**REQUIRED ACTION**. Lines containing the word "target" are the ones to copy from the records below.

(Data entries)

"""

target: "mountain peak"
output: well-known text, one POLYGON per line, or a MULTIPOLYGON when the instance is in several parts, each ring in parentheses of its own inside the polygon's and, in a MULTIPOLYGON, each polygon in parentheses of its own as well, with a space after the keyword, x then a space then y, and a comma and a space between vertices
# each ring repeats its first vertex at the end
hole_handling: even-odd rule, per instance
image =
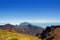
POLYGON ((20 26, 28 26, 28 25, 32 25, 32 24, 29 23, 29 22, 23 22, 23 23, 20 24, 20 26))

"""
"""

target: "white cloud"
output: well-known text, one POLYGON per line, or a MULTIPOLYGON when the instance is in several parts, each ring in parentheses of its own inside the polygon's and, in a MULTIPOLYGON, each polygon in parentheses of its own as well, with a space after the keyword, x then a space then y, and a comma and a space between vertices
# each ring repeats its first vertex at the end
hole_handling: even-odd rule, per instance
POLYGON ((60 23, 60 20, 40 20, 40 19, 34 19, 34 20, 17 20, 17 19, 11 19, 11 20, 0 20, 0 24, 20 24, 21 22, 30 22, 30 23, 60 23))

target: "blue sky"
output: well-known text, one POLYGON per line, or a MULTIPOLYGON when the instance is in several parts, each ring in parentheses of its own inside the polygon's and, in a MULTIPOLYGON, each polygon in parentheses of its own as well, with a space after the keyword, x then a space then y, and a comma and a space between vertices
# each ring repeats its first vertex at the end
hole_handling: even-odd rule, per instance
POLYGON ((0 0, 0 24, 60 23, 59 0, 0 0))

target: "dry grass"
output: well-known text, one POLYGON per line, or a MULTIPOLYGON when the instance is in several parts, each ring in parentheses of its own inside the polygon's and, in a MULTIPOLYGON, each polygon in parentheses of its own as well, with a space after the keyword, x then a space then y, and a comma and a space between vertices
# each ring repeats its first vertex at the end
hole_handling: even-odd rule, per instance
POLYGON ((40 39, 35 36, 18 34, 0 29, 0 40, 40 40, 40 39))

"""

**WRITTEN REPLY**.
target: "mountain peak"
target: "white cloud"
target: "blue sky"
target: "dry grass"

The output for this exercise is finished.